── LISTED RECORDS

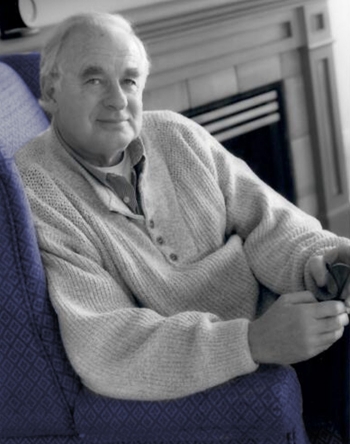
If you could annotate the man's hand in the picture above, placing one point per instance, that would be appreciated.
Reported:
(296, 328)
(320, 273)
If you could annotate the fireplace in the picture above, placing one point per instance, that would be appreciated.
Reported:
(207, 56)
(253, 126)
(203, 52)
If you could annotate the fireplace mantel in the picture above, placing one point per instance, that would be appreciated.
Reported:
(202, 51)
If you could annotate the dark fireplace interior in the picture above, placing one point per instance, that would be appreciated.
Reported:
(253, 126)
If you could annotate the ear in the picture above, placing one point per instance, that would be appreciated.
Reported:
(48, 87)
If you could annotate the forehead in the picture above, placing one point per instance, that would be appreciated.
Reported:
(106, 47)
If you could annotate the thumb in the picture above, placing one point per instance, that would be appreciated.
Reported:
(301, 297)
(318, 270)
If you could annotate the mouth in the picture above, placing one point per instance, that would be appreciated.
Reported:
(112, 123)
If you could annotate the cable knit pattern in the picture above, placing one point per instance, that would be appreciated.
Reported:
(136, 323)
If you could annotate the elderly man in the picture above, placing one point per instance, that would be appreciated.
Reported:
(164, 254)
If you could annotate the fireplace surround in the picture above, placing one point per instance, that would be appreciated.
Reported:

────

● **YOUR INSTRUCTIONS**
Although the records hold pictures, return only what remains, word for word.

● **RESPONSE AREA**
If you could annotate the man's hand in the picture above, placing one point per instance, that would be appreciated.
Reported:
(296, 328)
(320, 273)
If you could annotate the fireplace in the picture above, placing one point per instance, that would be appreciated.
Reported:
(207, 56)
(253, 126)
(203, 52)
If you could annotate the fireplace mantel in the picture above, placing one point per instance, that would be appreciated.
Reported:
(202, 51)
If you could annotate the dark fireplace interior in the picture above, placing one point per instance, that would be appreciated.
Reported:
(253, 126)
If you could annotate the ear in the picture above, placing one point per instance, that would be appreciated.
Reported:
(48, 87)
If you could annotate the forehead in the picture above, placing one point per instance, that would be appreciated.
Reported:
(106, 47)
If you could annotate the thumb in the picture above, placing one point per instance, that would be appreciated.
Reported:
(301, 297)
(318, 270)
If you could annotate the mouth in the picture above, placing one point per instance, that would be appreciated.
Reported:
(112, 123)
If you could annotate the cable knit pattern in the picture above, placing one point per instance, that would be appreciated.
Reported:
(136, 323)
If you could annotate the elderly man in the picture above, placing one point per instance, that would be appreciated.
Reported:
(164, 254)
If you could annotate the fireplace surround in the picture above, placing one point per instance, that would be appreciated.
Reported:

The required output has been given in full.